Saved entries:
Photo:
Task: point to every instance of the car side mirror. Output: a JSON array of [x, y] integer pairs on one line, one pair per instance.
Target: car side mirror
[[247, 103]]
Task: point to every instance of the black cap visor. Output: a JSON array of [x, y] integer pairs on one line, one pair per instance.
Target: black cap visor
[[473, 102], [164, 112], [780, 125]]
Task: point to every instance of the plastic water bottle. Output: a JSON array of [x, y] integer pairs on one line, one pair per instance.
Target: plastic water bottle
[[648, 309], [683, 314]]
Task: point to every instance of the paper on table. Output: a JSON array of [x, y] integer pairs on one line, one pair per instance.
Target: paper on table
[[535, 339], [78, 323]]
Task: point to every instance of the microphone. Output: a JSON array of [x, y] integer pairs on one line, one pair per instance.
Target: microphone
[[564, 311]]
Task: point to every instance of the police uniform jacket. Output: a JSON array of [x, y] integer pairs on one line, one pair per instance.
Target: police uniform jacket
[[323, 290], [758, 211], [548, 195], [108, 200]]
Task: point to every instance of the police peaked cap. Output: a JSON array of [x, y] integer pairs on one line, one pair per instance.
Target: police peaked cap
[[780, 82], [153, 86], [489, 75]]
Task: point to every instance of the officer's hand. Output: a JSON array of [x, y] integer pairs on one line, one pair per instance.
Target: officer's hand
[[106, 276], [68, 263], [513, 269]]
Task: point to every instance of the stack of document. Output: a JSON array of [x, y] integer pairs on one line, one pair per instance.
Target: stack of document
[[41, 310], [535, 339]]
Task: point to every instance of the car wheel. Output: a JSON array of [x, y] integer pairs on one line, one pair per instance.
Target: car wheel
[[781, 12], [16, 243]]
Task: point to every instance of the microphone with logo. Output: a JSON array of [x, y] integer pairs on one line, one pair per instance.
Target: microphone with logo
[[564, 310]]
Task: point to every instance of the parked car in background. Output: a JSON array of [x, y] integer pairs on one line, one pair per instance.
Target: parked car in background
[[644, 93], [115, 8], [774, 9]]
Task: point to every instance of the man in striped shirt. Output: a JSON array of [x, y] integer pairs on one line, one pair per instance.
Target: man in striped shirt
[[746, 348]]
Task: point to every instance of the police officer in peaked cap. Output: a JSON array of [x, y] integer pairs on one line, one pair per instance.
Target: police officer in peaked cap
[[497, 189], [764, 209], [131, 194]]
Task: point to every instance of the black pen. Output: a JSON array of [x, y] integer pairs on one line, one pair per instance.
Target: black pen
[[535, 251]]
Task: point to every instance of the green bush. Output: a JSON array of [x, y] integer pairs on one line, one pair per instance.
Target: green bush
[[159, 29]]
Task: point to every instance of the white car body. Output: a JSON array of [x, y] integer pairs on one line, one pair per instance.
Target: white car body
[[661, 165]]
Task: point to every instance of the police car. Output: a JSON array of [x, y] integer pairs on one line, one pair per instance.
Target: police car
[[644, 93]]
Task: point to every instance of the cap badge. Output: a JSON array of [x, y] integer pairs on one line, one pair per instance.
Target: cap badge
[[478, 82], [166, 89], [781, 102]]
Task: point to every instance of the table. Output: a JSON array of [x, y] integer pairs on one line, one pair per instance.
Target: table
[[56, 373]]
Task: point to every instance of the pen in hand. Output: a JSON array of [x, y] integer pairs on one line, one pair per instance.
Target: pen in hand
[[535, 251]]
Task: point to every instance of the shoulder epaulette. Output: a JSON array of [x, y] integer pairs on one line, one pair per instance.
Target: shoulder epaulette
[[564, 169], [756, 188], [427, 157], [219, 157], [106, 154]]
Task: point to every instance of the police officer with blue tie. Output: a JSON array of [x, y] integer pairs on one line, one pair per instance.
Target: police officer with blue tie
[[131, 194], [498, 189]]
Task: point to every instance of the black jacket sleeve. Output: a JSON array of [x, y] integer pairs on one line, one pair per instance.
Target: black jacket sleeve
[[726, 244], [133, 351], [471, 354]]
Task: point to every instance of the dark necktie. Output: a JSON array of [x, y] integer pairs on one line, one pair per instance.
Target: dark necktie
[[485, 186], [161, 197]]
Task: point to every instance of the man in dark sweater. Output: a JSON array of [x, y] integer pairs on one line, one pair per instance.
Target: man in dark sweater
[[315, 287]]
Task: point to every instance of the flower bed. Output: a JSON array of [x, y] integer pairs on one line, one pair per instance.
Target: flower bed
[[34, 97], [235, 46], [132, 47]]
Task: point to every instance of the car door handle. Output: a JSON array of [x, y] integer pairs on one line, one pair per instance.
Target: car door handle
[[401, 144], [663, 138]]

---

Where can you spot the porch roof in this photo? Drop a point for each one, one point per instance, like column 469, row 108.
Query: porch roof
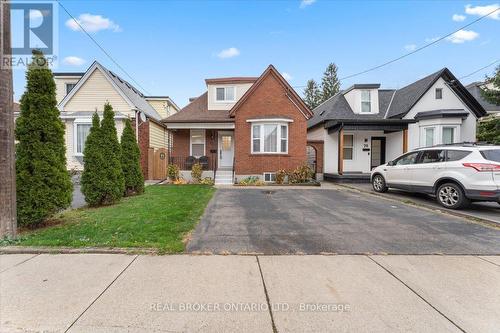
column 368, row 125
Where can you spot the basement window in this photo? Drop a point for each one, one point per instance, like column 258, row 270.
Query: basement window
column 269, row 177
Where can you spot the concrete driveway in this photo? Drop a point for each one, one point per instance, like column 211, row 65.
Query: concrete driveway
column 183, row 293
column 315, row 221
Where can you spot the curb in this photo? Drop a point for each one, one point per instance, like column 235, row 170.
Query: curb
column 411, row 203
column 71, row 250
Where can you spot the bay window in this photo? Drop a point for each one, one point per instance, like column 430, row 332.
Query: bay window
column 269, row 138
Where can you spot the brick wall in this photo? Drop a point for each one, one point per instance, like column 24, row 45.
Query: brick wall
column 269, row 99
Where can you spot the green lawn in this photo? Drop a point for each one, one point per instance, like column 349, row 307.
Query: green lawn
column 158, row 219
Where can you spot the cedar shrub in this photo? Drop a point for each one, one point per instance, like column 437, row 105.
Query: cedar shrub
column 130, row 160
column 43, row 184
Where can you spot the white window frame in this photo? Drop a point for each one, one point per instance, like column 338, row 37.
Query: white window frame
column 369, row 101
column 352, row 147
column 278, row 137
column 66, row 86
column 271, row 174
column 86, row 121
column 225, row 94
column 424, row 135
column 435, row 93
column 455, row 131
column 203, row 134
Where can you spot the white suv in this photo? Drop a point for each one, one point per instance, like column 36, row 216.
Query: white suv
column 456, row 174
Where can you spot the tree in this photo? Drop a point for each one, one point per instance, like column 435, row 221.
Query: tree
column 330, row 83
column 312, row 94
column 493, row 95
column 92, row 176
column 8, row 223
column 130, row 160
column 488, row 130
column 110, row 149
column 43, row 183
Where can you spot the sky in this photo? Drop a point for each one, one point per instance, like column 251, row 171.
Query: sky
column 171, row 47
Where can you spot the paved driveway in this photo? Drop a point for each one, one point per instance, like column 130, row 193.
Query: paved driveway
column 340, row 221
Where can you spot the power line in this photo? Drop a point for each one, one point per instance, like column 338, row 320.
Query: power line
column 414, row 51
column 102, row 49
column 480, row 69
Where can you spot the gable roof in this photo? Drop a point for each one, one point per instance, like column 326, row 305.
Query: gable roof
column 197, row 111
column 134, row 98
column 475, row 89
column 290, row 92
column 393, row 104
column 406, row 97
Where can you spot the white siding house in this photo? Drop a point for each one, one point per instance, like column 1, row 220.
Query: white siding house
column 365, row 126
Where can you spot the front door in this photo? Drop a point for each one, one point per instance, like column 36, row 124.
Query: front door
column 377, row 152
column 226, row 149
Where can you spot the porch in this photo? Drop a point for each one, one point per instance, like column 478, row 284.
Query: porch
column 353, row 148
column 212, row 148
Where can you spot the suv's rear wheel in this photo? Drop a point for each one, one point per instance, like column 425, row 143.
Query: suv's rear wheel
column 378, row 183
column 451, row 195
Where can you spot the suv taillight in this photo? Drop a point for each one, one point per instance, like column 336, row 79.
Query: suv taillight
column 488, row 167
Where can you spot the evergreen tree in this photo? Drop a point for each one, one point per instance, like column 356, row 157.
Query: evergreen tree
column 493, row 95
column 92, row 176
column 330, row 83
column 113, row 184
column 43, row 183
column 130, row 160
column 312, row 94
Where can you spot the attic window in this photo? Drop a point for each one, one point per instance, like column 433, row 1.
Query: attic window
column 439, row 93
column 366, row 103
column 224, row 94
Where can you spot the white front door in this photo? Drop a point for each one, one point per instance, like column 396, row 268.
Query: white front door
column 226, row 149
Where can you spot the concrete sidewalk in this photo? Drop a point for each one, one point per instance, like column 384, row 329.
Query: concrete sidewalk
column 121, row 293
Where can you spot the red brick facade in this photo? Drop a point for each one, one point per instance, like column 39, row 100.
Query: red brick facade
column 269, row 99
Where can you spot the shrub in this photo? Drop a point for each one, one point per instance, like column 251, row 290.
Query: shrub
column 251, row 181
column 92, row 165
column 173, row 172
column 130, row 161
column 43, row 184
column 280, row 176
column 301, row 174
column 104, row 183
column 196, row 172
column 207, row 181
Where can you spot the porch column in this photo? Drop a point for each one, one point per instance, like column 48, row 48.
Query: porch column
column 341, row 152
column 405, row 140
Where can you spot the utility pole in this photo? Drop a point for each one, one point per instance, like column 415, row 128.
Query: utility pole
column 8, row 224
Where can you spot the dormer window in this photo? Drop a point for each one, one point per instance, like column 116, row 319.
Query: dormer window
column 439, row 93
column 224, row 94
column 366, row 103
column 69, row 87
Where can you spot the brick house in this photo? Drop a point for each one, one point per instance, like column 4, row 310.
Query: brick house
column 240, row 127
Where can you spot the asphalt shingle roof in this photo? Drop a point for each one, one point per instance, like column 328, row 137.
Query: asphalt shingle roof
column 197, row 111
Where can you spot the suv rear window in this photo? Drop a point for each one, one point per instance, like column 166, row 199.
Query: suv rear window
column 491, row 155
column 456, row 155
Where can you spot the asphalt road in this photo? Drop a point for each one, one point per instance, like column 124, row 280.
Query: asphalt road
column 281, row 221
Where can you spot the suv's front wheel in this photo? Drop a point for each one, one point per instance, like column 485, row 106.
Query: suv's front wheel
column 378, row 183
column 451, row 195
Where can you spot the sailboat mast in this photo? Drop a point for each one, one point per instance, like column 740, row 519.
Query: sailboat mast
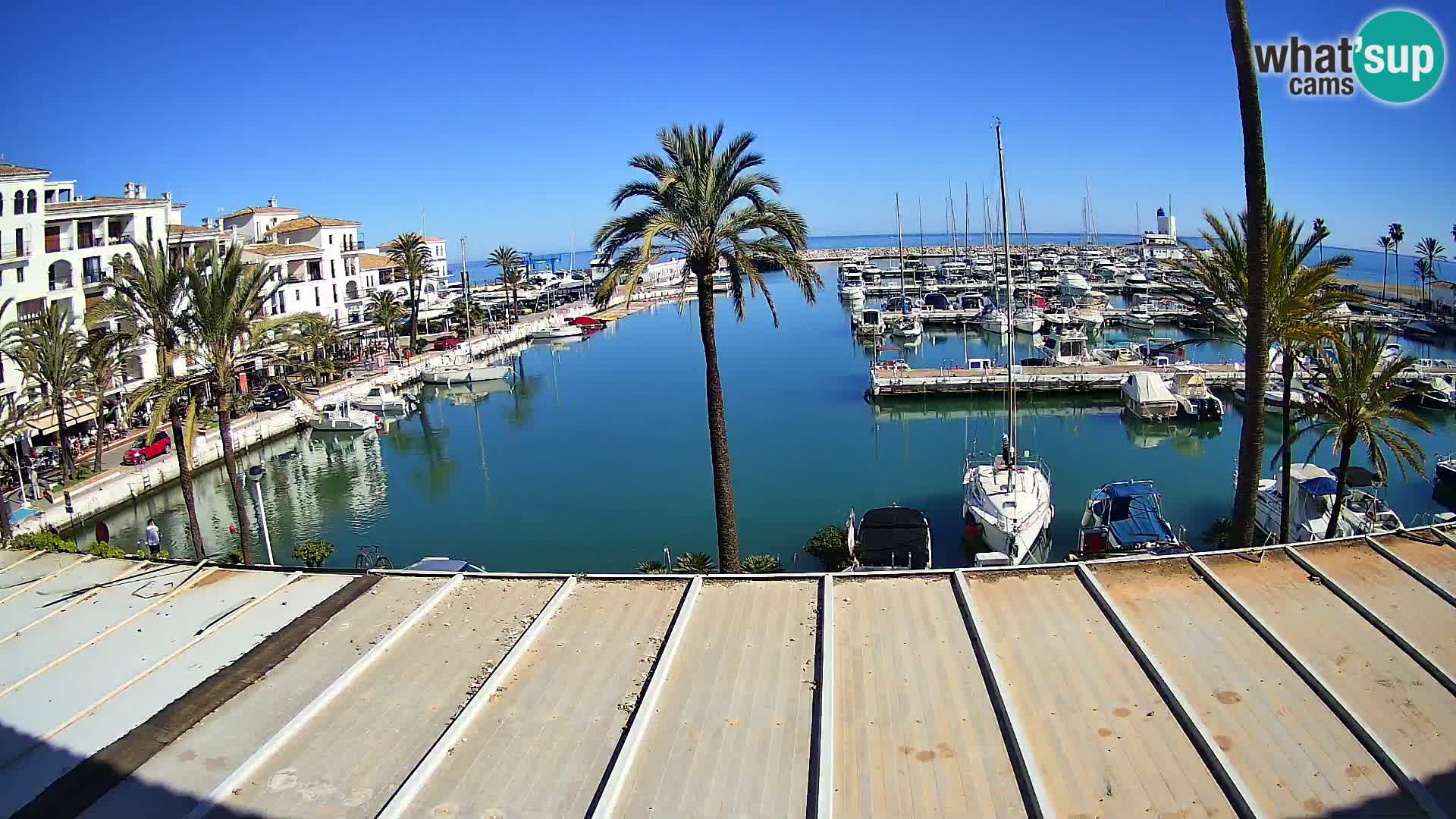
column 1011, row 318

◆ Exercise aim
An exact copy of the lines above between the line holding "Where can you spot the concrete sidewalk" and the line holding "Where can you spot the red", inclusive, is the whole answer.

◆ Answer below
Where can you spot the concrete sidewalk in this photo? Drop a point for each one, one point per instance, like column 384, row 329.
Query: concrete sidewalk
column 121, row 293
Where can you spot the red brick facade in this photo? Drop a point for each one, one point per instance, like column 39, row 100.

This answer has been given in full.